### PROBLEM STATEMENT
Below are records to be output exactly, every one of them.

### INFORMATION GIVEN
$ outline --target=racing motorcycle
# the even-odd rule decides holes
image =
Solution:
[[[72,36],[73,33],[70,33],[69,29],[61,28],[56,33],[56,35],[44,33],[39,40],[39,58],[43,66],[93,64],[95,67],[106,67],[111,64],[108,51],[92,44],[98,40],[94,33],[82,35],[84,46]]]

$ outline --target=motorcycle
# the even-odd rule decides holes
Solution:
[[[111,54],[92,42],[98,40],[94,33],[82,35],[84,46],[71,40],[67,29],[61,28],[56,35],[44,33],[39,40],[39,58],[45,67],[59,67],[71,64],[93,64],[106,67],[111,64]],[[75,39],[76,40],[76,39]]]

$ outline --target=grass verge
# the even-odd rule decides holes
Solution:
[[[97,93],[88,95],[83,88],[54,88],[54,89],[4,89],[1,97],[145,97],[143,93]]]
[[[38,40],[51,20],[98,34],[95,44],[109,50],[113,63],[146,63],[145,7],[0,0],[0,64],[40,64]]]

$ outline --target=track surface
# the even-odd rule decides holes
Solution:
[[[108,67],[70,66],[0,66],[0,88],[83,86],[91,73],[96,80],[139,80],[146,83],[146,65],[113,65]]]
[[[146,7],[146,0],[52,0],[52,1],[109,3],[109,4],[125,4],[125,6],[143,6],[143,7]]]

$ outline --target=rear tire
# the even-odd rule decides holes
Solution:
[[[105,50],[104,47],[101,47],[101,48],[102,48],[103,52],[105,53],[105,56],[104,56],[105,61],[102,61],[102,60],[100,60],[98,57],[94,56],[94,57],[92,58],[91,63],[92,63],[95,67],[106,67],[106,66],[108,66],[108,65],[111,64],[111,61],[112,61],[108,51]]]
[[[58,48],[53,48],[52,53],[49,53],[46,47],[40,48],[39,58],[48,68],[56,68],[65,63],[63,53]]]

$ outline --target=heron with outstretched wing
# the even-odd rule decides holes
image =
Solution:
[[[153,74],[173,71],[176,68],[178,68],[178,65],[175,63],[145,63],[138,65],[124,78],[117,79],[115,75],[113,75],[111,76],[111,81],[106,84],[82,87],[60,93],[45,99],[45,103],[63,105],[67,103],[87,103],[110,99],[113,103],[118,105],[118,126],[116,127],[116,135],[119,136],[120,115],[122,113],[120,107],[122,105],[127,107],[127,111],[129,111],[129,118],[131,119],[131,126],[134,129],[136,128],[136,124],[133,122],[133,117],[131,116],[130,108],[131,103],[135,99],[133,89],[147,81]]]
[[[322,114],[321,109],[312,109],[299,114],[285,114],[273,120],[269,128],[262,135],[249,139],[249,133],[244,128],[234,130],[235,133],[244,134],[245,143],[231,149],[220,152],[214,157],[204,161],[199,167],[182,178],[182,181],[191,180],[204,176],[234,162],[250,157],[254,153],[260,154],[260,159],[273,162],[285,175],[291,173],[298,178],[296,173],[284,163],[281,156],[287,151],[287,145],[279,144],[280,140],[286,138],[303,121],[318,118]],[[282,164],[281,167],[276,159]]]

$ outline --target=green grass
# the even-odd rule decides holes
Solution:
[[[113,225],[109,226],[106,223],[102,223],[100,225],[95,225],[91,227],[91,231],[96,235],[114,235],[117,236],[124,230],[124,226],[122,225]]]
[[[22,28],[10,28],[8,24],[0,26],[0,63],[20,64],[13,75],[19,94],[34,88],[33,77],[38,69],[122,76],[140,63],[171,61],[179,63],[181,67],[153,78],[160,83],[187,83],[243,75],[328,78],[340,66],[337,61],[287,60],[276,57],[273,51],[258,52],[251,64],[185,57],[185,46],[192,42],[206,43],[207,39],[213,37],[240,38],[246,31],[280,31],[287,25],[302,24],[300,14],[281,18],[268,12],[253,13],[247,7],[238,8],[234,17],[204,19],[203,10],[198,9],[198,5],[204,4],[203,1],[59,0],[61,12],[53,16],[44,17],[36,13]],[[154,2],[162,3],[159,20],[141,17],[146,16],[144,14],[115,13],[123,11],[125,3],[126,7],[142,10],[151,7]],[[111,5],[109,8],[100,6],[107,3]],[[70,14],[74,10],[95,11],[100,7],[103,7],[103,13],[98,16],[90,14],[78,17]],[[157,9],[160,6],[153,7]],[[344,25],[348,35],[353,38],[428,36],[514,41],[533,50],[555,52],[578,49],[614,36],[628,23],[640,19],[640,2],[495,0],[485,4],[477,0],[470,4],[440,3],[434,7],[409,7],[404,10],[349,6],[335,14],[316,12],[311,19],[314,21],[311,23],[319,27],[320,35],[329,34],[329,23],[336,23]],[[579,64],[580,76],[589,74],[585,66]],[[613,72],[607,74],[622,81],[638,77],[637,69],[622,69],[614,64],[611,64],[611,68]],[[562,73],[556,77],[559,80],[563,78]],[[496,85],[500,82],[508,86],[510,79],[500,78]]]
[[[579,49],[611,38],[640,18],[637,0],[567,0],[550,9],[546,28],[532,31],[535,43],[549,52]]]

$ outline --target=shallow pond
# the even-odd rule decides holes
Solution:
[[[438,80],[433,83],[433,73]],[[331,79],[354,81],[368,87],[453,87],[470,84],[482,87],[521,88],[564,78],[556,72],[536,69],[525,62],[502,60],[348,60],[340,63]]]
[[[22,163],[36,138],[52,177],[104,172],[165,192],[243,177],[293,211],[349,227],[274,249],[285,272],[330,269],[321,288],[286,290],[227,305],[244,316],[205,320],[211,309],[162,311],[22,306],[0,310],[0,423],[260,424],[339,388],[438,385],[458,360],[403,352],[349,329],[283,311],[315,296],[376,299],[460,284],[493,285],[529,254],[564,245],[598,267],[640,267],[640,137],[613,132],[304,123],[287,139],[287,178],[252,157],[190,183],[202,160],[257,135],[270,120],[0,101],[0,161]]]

### ANSWER TO THIS EXERCISE
$ outline --target=racing motorcycle
# the even-odd rule decides holes
image =
Solution:
[[[72,36],[73,33],[70,33],[69,29],[61,28],[56,33],[56,35],[44,33],[39,40],[39,58],[43,66],[93,64],[95,67],[106,67],[111,64],[108,51],[92,44],[98,40],[94,33],[82,35],[84,46]]]

$ outline --target=motorcycle
# the even-odd rule decides holes
Solution:
[[[111,54],[92,42],[98,40],[94,33],[82,35],[84,46],[71,40],[67,29],[61,28],[56,35],[44,33],[39,40],[39,58],[45,67],[59,67],[71,64],[93,64],[106,67],[111,64]],[[75,39],[76,40],[76,39]]]

$ outline --target=grass verge
# the even-odd rule decides holes
Solution:
[[[97,93],[88,95],[83,88],[54,88],[54,89],[4,89],[1,97],[145,97],[143,93]]]
[[[38,40],[51,20],[98,34],[95,44],[109,50],[113,63],[146,63],[145,7],[0,0],[0,64],[40,64]]]

$ outline --target=track surface
# the even-odd rule decides holes
Solution:
[[[108,67],[70,66],[0,66],[0,88],[83,86],[91,73],[96,80],[139,80],[146,83],[146,65],[113,65]]]
[[[146,7],[146,0],[52,0],[52,1],[109,3],[109,4],[125,4],[125,6],[143,6],[143,7]]]

$ outline --target=rear tire
# the even-odd rule decides holes
Solution:
[[[105,50],[104,47],[101,47],[101,48],[102,48],[103,52],[105,53],[105,56],[104,56],[105,61],[102,61],[102,60],[100,60],[98,57],[94,56],[94,57],[92,58],[91,63],[92,63],[95,67],[106,67],[106,66],[108,66],[108,65],[111,64],[111,61],[112,61],[108,51]]]
[[[58,48],[53,48],[52,53],[49,53],[46,47],[40,48],[39,58],[48,68],[56,68],[65,63],[63,53]]]

$ outline --target=heron with outstretched wing
# the even-odd rule decides holes
image =
Solution:
[[[153,74],[173,71],[176,68],[178,68],[178,65],[175,63],[145,63],[138,65],[124,78],[117,79],[115,75],[113,75],[111,76],[111,81],[106,84],[82,87],[60,93],[45,99],[45,103],[63,105],[67,103],[87,103],[110,99],[113,103],[118,105],[118,126],[116,127],[116,135],[119,136],[120,115],[122,113],[120,107],[122,105],[127,107],[127,111],[129,111],[129,118],[131,119],[131,126],[134,129],[136,128],[136,124],[133,122],[133,117],[131,116],[130,108],[131,103],[135,99],[133,89],[147,81]]]
[[[322,114],[321,109],[312,109],[299,114],[285,114],[273,120],[269,128],[262,135],[249,139],[249,133],[244,128],[234,130],[235,133],[244,134],[245,143],[231,149],[220,152],[214,157],[204,161],[199,167],[182,178],[182,181],[191,180],[204,176],[234,162],[250,157],[254,153],[260,154],[260,159],[273,162],[285,175],[291,173],[298,178],[296,173],[284,163],[281,156],[287,151],[287,145],[279,144],[280,140],[286,138],[303,121],[318,118]],[[282,164],[281,167],[276,159]]]

$ outline --target=green grass
# the even-odd rule decides holes
Solution:
[[[113,225],[109,226],[106,223],[102,223],[100,225],[95,225],[91,227],[91,231],[96,235],[114,235],[117,236],[124,230],[124,226],[122,225]]]
[[[22,28],[10,28],[8,24],[0,26],[0,63],[20,64],[13,75],[19,94],[34,88],[33,77],[38,69],[122,76],[140,63],[171,61],[179,63],[181,67],[153,78],[160,83],[187,83],[243,75],[328,78],[340,66],[337,61],[287,60],[276,57],[273,51],[258,52],[251,64],[185,57],[185,46],[192,42],[206,43],[207,39],[213,37],[240,38],[246,31],[280,31],[287,25],[302,24],[300,14],[281,18],[268,12],[253,13],[247,7],[238,8],[234,17],[204,19],[203,10],[198,9],[198,5],[204,4],[203,1],[59,0],[61,12],[53,16],[44,17],[36,13]],[[154,2],[162,3],[159,20],[141,17],[146,16],[144,14],[115,13],[123,11],[125,3],[126,7],[142,10],[151,7]],[[111,5],[109,8],[100,6],[107,3]],[[70,14],[74,10],[95,11],[100,7],[103,7],[103,13],[98,16],[90,14],[78,17]],[[157,9],[160,6],[153,7]],[[344,25],[348,35],[353,38],[428,36],[514,41],[533,50],[555,52],[578,49],[614,36],[628,23],[640,19],[640,2],[495,0],[485,4],[477,0],[470,4],[440,3],[434,7],[409,7],[404,10],[349,6],[335,14],[316,12],[311,19],[314,21],[311,23],[319,27],[320,35],[329,34],[329,23],[336,23]],[[579,64],[580,76],[589,74],[585,66]],[[613,72],[607,74],[622,81],[638,77],[637,69],[622,69],[614,64],[611,64],[611,68]],[[562,73],[556,77],[559,80],[563,78]],[[496,85],[500,82],[508,86],[510,79],[500,78]]]
[[[579,49],[611,38],[640,18],[637,0],[567,0],[550,9],[546,28],[532,31],[535,43],[549,52]]]

$ outline --target=shallow pond
# the even-odd rule decides holes
Solution:
[[[438,80],[433,83],[433,73]],[[331,79],[354,81],[368,87],[453,87],[470,84],[482,87],[521,88],[564,78],[556,72],[536,69],[525,62],[502,60],[348,60],[340,63]]]
[[[22,163],[36,138],[52,177],[104,172],[165,192],[243,177],[293,211],[349,227],[274,249],[285,272],[330,269],[321,288],[286,290],[227,305],[244,316],[205,320],[211,309],[162,311],[22,306],[0,310],[0,423],[260,424],[339,388],[438,385],[458,360],[403,352],[349,329],[283,311],[315,296],[376,299],[460,284],[493,285],[529,254],[564,245],[598,267],[640,267],[640,137],[613,132],[304,123],[287,139],[287,178],[252,157],[190,183],[202,160],[257,135],[270,120],[0,101],[0,161]]]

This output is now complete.